- _REQUIRED WORK_
Given the records below, set each one down again exactly as it reads.
▼
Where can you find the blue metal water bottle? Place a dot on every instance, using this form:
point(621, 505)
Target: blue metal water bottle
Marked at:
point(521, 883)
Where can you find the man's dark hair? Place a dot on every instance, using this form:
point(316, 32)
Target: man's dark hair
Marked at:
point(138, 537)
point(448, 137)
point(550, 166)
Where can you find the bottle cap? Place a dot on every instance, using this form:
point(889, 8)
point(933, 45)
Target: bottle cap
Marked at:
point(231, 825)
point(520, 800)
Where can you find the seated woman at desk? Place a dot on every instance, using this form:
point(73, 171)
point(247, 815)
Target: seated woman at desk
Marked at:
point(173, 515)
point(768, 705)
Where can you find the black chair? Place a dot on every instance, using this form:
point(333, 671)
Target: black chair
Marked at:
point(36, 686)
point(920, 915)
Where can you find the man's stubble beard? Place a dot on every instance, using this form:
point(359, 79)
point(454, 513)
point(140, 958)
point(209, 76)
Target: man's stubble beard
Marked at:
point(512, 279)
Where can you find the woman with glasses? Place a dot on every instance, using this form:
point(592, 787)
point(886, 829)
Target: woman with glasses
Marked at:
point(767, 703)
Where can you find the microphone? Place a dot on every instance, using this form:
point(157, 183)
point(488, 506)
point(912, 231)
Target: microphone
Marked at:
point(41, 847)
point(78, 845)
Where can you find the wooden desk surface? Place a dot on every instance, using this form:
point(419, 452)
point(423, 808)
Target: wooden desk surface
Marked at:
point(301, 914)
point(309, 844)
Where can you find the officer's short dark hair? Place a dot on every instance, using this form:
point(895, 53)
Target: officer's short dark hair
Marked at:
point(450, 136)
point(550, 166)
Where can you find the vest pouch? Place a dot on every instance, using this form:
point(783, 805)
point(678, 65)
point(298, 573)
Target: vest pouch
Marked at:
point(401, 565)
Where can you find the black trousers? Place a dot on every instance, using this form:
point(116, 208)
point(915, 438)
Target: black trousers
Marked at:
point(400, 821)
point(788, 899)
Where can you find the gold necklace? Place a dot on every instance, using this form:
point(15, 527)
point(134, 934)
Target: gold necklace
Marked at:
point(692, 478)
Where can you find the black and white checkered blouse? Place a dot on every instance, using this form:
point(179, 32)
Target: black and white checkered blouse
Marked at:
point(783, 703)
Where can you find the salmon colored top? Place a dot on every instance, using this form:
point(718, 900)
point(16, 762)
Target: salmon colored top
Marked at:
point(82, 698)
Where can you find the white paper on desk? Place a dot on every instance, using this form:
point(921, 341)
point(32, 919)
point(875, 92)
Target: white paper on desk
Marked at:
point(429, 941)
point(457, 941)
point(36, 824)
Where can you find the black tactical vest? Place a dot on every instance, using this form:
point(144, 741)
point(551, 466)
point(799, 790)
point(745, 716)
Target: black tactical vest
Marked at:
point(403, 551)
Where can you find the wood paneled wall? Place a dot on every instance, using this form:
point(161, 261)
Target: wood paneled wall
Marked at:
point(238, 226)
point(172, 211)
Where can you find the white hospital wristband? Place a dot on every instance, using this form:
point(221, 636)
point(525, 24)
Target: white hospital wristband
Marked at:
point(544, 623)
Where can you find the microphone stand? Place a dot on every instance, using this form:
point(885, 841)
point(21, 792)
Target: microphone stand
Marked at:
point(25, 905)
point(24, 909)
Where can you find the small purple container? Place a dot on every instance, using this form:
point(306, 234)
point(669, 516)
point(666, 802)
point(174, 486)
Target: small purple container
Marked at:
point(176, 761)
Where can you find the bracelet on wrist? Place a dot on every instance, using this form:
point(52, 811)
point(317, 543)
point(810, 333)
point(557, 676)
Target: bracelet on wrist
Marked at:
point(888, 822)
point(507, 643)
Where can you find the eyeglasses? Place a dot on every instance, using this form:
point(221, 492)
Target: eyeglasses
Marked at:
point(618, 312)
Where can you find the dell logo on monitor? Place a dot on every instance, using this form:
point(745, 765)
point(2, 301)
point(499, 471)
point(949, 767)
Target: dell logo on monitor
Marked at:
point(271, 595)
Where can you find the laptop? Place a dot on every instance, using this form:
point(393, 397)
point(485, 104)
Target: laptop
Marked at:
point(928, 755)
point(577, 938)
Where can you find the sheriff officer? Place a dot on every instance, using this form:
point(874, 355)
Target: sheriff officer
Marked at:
▲
- _FINISHED EXERCISE_
Where can you find the blue metal water bottle? Place a dot on every instance, using this form:
point(621, 505)
Target: blue metal water bottle
Marked at:
point(521, 883)
Where can you find the man's dark hair? Place a dot on every instance, using this form:
point(316, 32)
Target: man's dark hair
Marked at:
point(138, 537)
point(448, 137)
point(550, 166)
Where can you find the bottle cap? Place a dot on every instance, using this form:
point(889, 8)
point(933, 45)
Target: bottle cap
Marked at:
point(231, 825)
point(520, 800)
Where can you find the seated woman at desk? Place a dot on every instance, using this form:
point(73, 171)
point(247, 815)
Target: seated woman at desk
Marked at:
point(173, 515)
point(768, 705)
Where can you find the black chair? Place a dot on every instance, using this form:
point(333, 671)
Target: black chair
Marked at:
point(36, 686)
point(920, 915)
Where can you find the man's stubble beard? Place a dot on every instance, using this form:
point(359, 79)
point(454, 513)
point(140, 958)
point(209, 76)
Target: man's stubble beard
Marked at:
point(512, 279)
Where can you find the woman with glasses? Place a dot on every instance, using this form:
point(592, 787)
point(886, 829)
Target: woman with glasses
Marked at:
point(767, 703)
Where can you find the microphone? Place a dot on every instance, using this form:
point(157, 183)
point(488, 506)
point(912, 231)
Target: microphone
Marked at:
point(41, 847)
point(78, 845)
Where can you find the wooden desk surface? Place a dot on every instance, using this form:
point(419, 452)
point(423, 808)
Target: wooden desk surface
Marked at:
point(301, 914)
point(309, 844)
Where can you find the officer's short dark hair? Place a dot on every instance, using this form:
point(895, 53)
Target: officer's short dark hair
Marked at:
point(450, 136)
point(550, 166)
Where can you find the vest pouch? Place a dot on every instance, using this form:
point(783, 805)
point(678, 65)
point(298, 573)
Target: vest pouch
Marked at:
point(401, 565)
Where can you find the black trousers? Place a dot on every instance, using this form:
point(116, 208)
point(915, 438)
Target: black trousers
Marked at:
point(400, 821)
point(788, 899)
Where can you find the gold necklace? Place a dot on every instance, using this form:
point(15, 527)
point(134, 934)
Target: gold necklace
Marked at:
point(692, 478)
Where can you find the black and white checkered blouse? Place a dot on every instance, using this form:
point(179, 32)
Target: black and white checkered blouse
Marked at:
point(783, 703)
Where can you find the salmon colored top? Place a dot on every instance, using this form:
point(718, 900)
point(16, 762)
Target: salmon colored top
Marked at:
point(82, 698)
Where can you find the white paper on desk? Place a dot on every instance, using this form:
point(921, 341)
point(32, 919)
point(875, 92)
Target: white paper on desk
Marked at:
point(429, 941)
point(457, 941)
point(36, 824)
Where can you find the black tactical vest? Place a dot on every instance, using this form:
point(144, 741)
point(551, 466)
point(799, 790)
point(745, 716)
Target: black tactical vest
Marked at:
point(403, 551)
Where can you find the wood paneled wall? Place a dot on every instance, using this form:
point(161, 261)
Target: wood paneled wall
Marked at:
point(238, 226)
point(172, 211)
Where can you find the white hospital wristband? Place a dot on every instance, using this form:
point(221, 636)
point(525, 24)
Target: white hospital wristband
Marked at:
point(544, 623)
Where can you find the microphone stand? Place a dot on every instance, using this form:
point(885, 841)
point(21, 792)
Target: microphone stand
Marked at:
point(25, 905)
point(24, 909)
Where can you find the small purple container? Place a dot on every instance, using this form:
point(306, 234)
point(669, 516)
point(666, 802)
point(174, 486)
Target: small purple container
Marked at:
point(176, 761)
Where can you find the bracelet on wrist? Place a dot on every instance, using this form:
point(52, 811)
point(317, 543)
point(810, 333)
point(557, 676)
Target: bracelet on wrist
Marked at:
point(888, 822)
point(507, 643)
Where can you find the eyeglasses? Place a dot on every instance, using this form:
point(221, 492)
Target: eyeglasses
Marked at:
point(618, 312)
Where can you find the dell logo on monitor? Place a dot on every instance, using this form:
point(745, 765)
point(2, 301)
point(499, 471)
point(949, 767)
Target: dell logo on monitor
Marked at:
point(271, 595)
Where can you find the laptop? Place a dot on every instance, using this form:
point(393, 397)
point(485, 104)
Target: laptop
Marked at:
point(928, 755)
point(577, 938)
Where can you find the sheriff officer? Place a dot on every instance, using this form:
point(874, 355)
Target: sheriff officer
Marked at:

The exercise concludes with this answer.